**SUPPLIED PASSAGE:**

** begin **

Bill Cosby was the king of television in the ‘80s. The Cosby Show was a ratings bonanza for most of its eight seasons and was both family friendly and funny, a rare commodity then as now. Watching the The Cosby Show today is still a pleasant experience. There is an instructional quality to much of the show, a self-conscious public service vibe that is front and center in nearly every episode. These simple moral lessons ranged from the dangers of underage drinking to respecting your elders, and even the most cliché subjects were handled with a sincerity that endeared the show to millions.
Cosby, often listed as William H. Cosby, Jr., Ed.d, in his shows’ credits, is a teacher as much as he is a comedian, and the combination of these two facets of his personality is present in nearly everything he’s done throughout his career, from Picture Pages and Fat Albert to his ‘90s CBS series, Cosby. Predating all of these, however, is The Bill Cosby Show, which ran from 1969 until 1971.
In The Bill Cosby Show, the Cos plays Chet Kincaid, a gym teacher in Los Angeles. Unlike the show that made him America’s surrogate father, the Cosby of this show is a bachelor, which allows his occasional awkwardness to create funny moments on the show (as in “Growing, Growing, Grown”, in which Chet is forced to pick up a date in a garbage truck). On paper, the show sounds as traditional and by the book as any of the Cos’s other series, but watching it is a different experience entirely. Instead of cute kids and guest spots by Stevie Wonder, The Bill Cosby Show’s humor come from everyday, real life characters and situations (the garbage truck excluded) that everyone can relate to.
There’s the neighbor’s dog that keeps you up at night (“Lullaby and Goodnight”), bureaucracy in the workplace (“Rules is Rules”) and family problems (“Brotherly Love”). There is wit and there is a feeling of knowing many of the show’s characters, but there are few laughs. The comedy is incidental, like the funny situations that arise out of real life situations. Like Cosby in his standup routines, Kincaid is primarily the straight man, pointing out the absurdities of the world. In his standup, though, Cosby is as much the storyteller as he is a participant in the story, and the humor isn’t in the story, it’s in the telling. This is The Bill Cosby Show’s mistake: it takes Cosby the storyteller out of the picture and replaces him with a plain sitcom narrative.

** end **

**TASKS:**
#1 For each statement, say yes or no on whether the Bill Cosby Show review supports it, and quote the exact words that decide it: (a) The Bill Cosby Show ran from 1969 until 1971. (b) In The Bill Cosby Show, Chet Kincaid is a married father. (c) Chet Kincaid works as a gym teacher in Los Angeles.
#2 Return an exact copy of the Bill Cosby Show review from "In The Bill" down to "can relate to.".
#3 Resume the Bill Cosby Show review, starting right after its last sentence.
The listing that comes next is separate material and is not part of the Bill Cosby Show review.

**DATA SEGMENT:**

** begin **

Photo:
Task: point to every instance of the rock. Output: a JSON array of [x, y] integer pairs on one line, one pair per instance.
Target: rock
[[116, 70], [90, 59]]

** end **

**PER-TASK OUTPUTS:**
#1
(a) Yes: "which ran from 1969 until 1971."
(b) No: "the Cosby of this show is a bachelor."
(c) Yes: "Chet Kincaid, a gym teacher in Los Angeles."

#2
In The Bill Cosby Show, the Cos plays Chet Kincaid, a gym teacher in Los Angeles. Unlike the show that made him America’s surrogate father, the Cosby of this show is a bachelor, which allows his occasional awkwardness to create funny moments on the show (as in “Growing, Growing, Grown”, in which Chet is forced to pick up a date in a garbage truck). On paper, the show sounds as traditional and by the book as any of the Cos’s other series, but watching it is a different experience entirely. Instead of cute kids and guest spots by Stevie Wonder, The Bill Cosby Show’s humor come from everyday, real life characters and situations (the garbage truck excluded) that everyone can relate to.

#3
Interestingly, the show was filmed without a laugh track, leaving it up to the audience to decide what was funny. In the set’s only bonus feature, “The Bill Cosby Interview”, Cosby reveals his battle with NBC over the lack of laugh track, and his belief that it led to the show’s eventual demise in 1971, despite high ratings. It was a daring move, one that actually enhances the viewing experience. The addition of an artificial laugh track would only point how unfunny the show really is, insulting the intelligence of the viewer and performers alike.
Today, show’s like The Office and My Name is Earl pull off the laugh track-less comedy because they combine The Bill Cosby Show’s penchant for “real” characters with truly funny writing. Both the American and British versions of The Office are built upon a foundation of awkward moments, but they’re deliberate and creepy, centering on David Brent and Michael Scott’s inability to successfully interact with people. Here, the “funny” moments are awkward because they aren’t funny, because writers’ experiment with “real” comedy fails. When writers, including The Cosby Show’s Ed. Weinberger, do resort to more typical comedic situations, it’s standard and plain, a stark contrast to the show’s otherwise progressive format. The series’ debut, “The Fatal Phone Call”, centers on a Three’s Company-style misunderstanding in which Chet answers a call to a phone booth along his jogging route, causing an argument between a husband and his wife and a run-in with police. It’s tedious and awkward and makes the 23 running time seem unending.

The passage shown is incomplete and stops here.